§ **EXCERPTED PASSAGE**:

On the pitch we were, bluntly, holding on.

Kepa saved low from Cairney and then again from Bryan. The nerves were jangling in the Putney End.

With the clock ticking, we were chasing shadows as Ayite found Mitrovic with a quick cross. The strong striker’s instinctive header was met by a very impressive leap from Kepa and the ball was pushed away.

Fackinell.

I had memories of a late Fulham equaliser from Clint Dempsey in 2008. Remember that?

Fulham had thought that they had repeated this feat in the very last move of the match when their young starlet Ryan Sessegnon tucked the ball in, but I – and possibly three-thousand or more Chelsea supporters – saw the raised yellow flag of the linesman on the far side. The clacking noisemakers were soon silent.

With that, the final whistle.

Phew.

We met up outside the turnstiles on Stevenage Road.

“Made hard work of that, eh? I grumbled.

“Did we ever” replied PD.

The rain lashed against us on the walk back to the car. We walked silently through the park. I had the worst-ever post-game hot dog and onions. At last there was the comfort of my warm and dry car waiting for me on Felsham Road. We eventually made our way home. This game on the banks of the Thames will not live long in the memory. But at last we had two back-to-back victories. But, I have to say that Fulham look like they are down, though. And I think that is a shame. I love our little derby. I love a trip to the southern tip of the borough. I wonder who their next manager will be. He’s due to be appointed very soon.

Teddy Maybank, anybody?

On Thursday, we play Dynamo Kiev in the Europa League at Stamford Bridge.

See you there.

 

Tales From The Pride Of London

Chelsea vs. Fulham : 2 December 2018.

I was inside Stamford Bridge in good time. In those minutes before kick-off, with “Park Life” by Blur initiating the pre-game activities, the Fulham fans in the far corner were already voicing their dislike of us.

“We are Fulham. We are Fulham. We are Fulham. FFC. We are Fulham. Super Fulham. We are Fulham. Fuck Chelsea.”

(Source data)
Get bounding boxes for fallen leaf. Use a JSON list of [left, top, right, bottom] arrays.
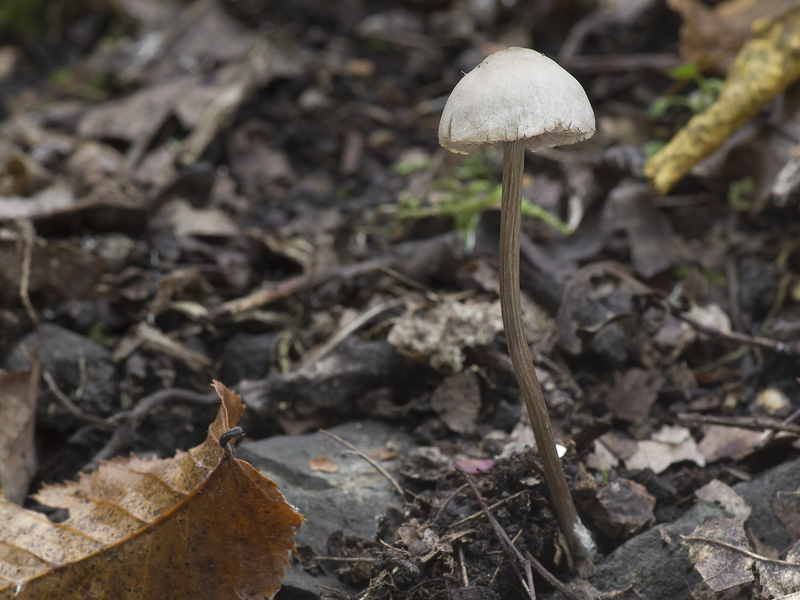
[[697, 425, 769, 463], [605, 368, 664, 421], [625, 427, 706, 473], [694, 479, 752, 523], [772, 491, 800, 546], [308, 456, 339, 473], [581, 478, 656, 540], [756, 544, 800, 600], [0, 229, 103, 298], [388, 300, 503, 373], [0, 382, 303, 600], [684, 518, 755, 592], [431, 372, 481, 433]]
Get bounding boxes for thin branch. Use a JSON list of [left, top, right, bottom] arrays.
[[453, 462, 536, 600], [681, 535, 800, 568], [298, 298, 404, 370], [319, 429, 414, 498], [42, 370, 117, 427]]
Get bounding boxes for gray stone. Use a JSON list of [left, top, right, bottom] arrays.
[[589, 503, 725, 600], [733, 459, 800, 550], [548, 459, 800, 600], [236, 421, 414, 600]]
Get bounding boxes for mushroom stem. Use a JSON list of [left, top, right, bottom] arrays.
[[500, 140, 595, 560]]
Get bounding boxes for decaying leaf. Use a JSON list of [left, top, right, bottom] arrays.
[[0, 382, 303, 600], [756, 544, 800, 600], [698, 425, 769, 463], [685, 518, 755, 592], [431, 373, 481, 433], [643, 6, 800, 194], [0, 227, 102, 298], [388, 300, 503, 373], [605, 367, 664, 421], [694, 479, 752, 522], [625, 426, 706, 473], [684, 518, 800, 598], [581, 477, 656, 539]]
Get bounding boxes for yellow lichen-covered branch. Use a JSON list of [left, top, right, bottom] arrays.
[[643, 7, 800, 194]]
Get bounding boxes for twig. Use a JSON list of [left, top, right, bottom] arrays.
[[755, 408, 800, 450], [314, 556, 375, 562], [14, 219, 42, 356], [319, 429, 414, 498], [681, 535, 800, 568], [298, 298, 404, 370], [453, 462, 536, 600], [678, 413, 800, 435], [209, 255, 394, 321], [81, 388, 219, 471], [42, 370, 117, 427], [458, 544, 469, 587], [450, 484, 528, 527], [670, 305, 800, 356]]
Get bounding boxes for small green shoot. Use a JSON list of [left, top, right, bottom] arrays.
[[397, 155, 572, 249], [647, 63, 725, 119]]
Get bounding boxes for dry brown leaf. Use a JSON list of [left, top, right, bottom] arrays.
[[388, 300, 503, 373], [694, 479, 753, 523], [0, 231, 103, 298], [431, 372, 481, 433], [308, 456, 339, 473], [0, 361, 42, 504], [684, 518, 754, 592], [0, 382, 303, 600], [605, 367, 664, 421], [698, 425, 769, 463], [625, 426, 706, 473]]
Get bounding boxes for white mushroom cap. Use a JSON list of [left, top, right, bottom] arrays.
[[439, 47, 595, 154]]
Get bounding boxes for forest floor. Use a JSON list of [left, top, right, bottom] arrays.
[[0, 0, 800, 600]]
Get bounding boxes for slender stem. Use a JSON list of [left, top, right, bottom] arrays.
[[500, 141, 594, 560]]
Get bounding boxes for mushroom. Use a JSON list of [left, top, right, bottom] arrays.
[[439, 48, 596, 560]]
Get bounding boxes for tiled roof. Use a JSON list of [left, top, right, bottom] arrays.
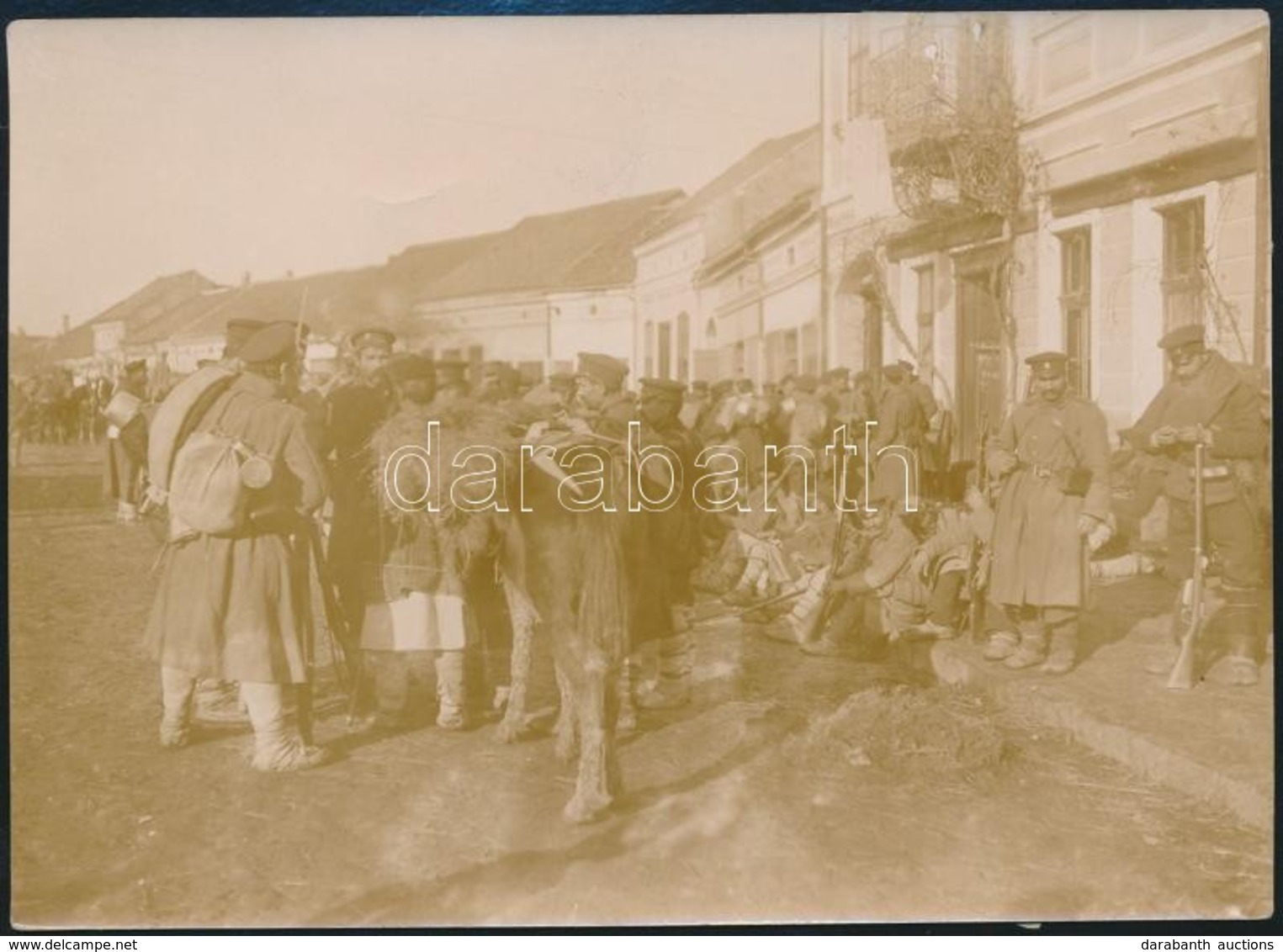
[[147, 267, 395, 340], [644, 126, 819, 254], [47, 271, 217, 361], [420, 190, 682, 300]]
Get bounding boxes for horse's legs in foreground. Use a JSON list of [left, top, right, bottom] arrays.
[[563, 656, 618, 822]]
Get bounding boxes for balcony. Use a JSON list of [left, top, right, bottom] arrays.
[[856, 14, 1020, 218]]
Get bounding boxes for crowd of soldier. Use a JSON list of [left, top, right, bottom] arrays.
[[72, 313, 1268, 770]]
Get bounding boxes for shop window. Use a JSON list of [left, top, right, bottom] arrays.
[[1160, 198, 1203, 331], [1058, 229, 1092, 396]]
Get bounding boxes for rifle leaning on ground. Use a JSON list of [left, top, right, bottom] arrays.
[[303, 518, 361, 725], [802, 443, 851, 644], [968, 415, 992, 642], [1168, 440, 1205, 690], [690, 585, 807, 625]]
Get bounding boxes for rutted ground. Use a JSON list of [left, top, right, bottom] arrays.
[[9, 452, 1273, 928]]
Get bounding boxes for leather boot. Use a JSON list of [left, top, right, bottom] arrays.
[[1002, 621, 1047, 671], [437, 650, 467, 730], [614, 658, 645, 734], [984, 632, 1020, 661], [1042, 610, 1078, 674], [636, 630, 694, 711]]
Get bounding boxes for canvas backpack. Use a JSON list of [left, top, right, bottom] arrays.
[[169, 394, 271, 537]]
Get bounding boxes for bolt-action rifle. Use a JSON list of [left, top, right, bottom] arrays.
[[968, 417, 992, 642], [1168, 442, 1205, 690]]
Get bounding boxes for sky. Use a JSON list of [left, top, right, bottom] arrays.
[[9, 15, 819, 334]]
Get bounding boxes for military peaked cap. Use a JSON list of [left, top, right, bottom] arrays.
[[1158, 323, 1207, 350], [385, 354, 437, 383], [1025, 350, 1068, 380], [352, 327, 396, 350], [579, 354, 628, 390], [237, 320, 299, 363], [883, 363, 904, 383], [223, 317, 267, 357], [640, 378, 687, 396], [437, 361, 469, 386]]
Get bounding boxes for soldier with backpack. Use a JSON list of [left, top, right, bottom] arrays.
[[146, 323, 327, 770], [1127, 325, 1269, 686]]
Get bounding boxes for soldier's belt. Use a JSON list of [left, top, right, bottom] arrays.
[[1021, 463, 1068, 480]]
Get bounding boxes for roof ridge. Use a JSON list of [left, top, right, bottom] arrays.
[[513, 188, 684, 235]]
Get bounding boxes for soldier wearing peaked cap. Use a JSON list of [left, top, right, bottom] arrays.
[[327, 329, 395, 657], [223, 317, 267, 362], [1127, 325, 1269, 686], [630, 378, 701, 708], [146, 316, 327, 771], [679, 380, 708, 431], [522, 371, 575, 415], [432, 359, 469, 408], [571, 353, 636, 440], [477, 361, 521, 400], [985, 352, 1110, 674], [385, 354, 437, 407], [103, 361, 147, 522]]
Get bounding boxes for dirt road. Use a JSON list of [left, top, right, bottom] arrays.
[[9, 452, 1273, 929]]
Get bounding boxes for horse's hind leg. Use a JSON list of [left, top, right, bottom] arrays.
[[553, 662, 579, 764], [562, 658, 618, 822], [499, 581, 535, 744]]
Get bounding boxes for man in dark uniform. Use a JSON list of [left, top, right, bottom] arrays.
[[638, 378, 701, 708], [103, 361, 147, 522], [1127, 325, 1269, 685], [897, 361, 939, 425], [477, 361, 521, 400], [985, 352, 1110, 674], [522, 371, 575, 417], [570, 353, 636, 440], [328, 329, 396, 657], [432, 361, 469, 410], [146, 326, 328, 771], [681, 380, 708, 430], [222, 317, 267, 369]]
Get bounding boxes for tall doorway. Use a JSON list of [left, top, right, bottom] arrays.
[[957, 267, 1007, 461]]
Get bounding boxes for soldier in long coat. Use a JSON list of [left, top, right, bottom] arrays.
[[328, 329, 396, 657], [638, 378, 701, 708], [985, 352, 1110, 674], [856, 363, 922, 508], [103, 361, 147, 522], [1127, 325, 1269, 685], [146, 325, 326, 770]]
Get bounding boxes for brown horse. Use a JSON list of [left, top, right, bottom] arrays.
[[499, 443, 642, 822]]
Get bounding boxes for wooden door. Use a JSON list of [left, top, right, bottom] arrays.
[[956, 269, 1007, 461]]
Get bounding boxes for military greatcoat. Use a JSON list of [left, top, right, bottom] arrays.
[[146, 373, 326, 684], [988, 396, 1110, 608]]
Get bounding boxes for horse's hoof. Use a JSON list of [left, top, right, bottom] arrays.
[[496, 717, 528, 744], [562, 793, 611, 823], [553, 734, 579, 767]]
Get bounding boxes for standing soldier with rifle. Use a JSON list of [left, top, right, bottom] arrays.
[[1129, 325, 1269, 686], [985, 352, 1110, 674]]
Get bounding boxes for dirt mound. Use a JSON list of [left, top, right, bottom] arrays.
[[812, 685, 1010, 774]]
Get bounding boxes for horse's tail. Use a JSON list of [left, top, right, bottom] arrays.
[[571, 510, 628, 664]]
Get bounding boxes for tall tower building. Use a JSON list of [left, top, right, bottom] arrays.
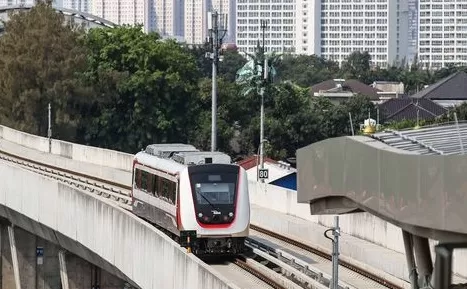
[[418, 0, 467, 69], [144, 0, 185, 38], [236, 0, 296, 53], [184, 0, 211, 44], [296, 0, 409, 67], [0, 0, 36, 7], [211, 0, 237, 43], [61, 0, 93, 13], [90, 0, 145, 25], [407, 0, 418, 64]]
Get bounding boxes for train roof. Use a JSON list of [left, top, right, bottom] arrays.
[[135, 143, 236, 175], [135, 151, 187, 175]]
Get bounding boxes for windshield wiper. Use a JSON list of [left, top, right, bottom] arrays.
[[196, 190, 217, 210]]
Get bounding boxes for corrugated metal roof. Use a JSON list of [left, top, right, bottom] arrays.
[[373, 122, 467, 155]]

§ **TASK LIST**:
1 > Answer these questions using the Chelsea–Fulham match account.
(a) Whose instinctive header did Kepa push away after a leap?
(b) On which road was the car parked for the drive home?
(c) Which song began the pre-game activities at Stamford Bridge?
2 > Extend the Chelsea–Fulham match account by a few paragraphs, picking up right after the Fulham fans' chant.

§ **ANSWERS TO THE EXERCISE**:
1 >
(a) Mitrovic's
(b) Felsham Road
(c) "Park Life" by Blur

2 >
So much for brotherly-love, eh?

This was Fulham’s first appearance at Stamford Bridge since the 2013/14 season. I personally like the idea of them being back in the top flight. An away game at Craven Cottage is always a treat. It’s good to have them back. But when I was growing up, I only ever really envisaged a Chelsea vs. Fulham league encounter taking place in the second tier. They were a club that wobbled between the old Second and Third Divisions. As recently as 1997, they were in the basement of the Football League. They have enjoyed a resurgence, then, in recent seasons, but when they disappeared from the Premier League in 2014, I did wonder if we would ever see them again in the league.

So they have done well to bounce back after just four seasons beneath us.

Ironically, ex-Chelsea midfielder Slavisa Jokanovic was recently sacked as their manager, and was replaced by Claudio Ranieri a week or so ago. In his first season as Chelsea manager, Jokanovic was the bete noire of Ranieri’s team, a one-paced misfit, who drew nothing but ire from the Chelsea fans at games all over England. He was seen as Ranieri’s man. His totem. His man. Jokanovic was known as “the Joker” and Ranieri was similarly mocked by many. In that first season, it took ages for the Chelsea support to warm to the Italian.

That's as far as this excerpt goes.